Article:

I've really been on an amazing trip since I can remember. Even as a kid. It's been a trip that is helping me figure out who I am as a person. The kind of things that I want in my life. The things I don't. I'm figuring out which people are jewels in my life and others that are pains in my side. I'm seeing who people really are when no one's looking. It's unfortunate when those people who are supposed to be close to you end up being even more distant then a distant relative. I've seen good things in my life that I try to hold on until their time is up. I've seen bad things that have made me grow as a person. The thing I find most amazing is that at 23, I finally feel comfortable in my own skin. Of course, I'd like to be a few pounds lighter but I've been running every day and eating more sensibly. It's working out. But really, I have never felt so real and happy with who I am as a person. I know that there are some people who judge me and think I'm childish and have their nose in my business (yes, it still bothers me a little) but I don't care anymore. I am who I am. I've become this person and all that matters is that I'm happy. I can only imagine how much more together I'll have it when I'm 33. I think age is a wonderful thing. And also one more shout out is to my family. As much as I complain about living at home (it's still a drag) they have been beyond amazing. Completely supportive but as parents should, they play devil's advocate and ask the hard questions about decisions. I have a sister who puts up with all my moods and is a completely lovely human being. I really am so lucky to have the Sartori clan in my corner. They get me out of tickets, buy me black and white cookies and go to indie rock shows.

Data shown:
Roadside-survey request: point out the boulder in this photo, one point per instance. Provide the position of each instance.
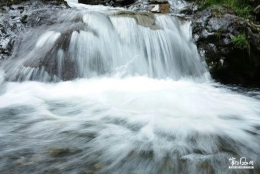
(230, 45)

Task prompt: Quote the personal post above about becoming comfortable in your own skin at 23, word for word and in full.

Solution for this task:
I've really been on an amazing trip since I can remember. Even as a kid. It's been a trip that is helping me figure out who I am as a person. The kind of things that I want in my life. The things I don't. I'm figuring out which people are jewels in my life and others that are pains in my side. I'm seeing who people really are when no one's looking. It's unfortunate when those people who are supposed to be close to you end up being even more distant then a distant relative. I've seen good things in my life that I try to hold on until their time is up. I've seen bad things that have made me grow as a person. The thing I find most amazing is that at 23, I finally feel comfortable in my own skin. Of course, I'd like to be a few pounds lighter but I've been running every day and eating more sensibly. It's working out. But really, I have never felt so real and happy with who I am as a person. I know that there are some people who judge me and think I'm childish and have their nose in my business (yes, it still bothers me a little) but I don't care anymore. I am who I am. I've become this person and all that matters is that I'm happy. I can only imagine how much more together I'll have it when I'm 33. I think age is a wonderful thing. And also one more shout out is to my family. As much as I complain about living at home (it's still a drag) they have been beyond amazing. Completely supportive but as parents should, they play devil's advocate and ask the hard questions about decisions. I have a sister who puts up with all my moods and is a completely lovely human being. I really am so lucky to have the Sartori clan in my corner. They get me out of tickets, buy me black and white cookies and go to indie rock shows.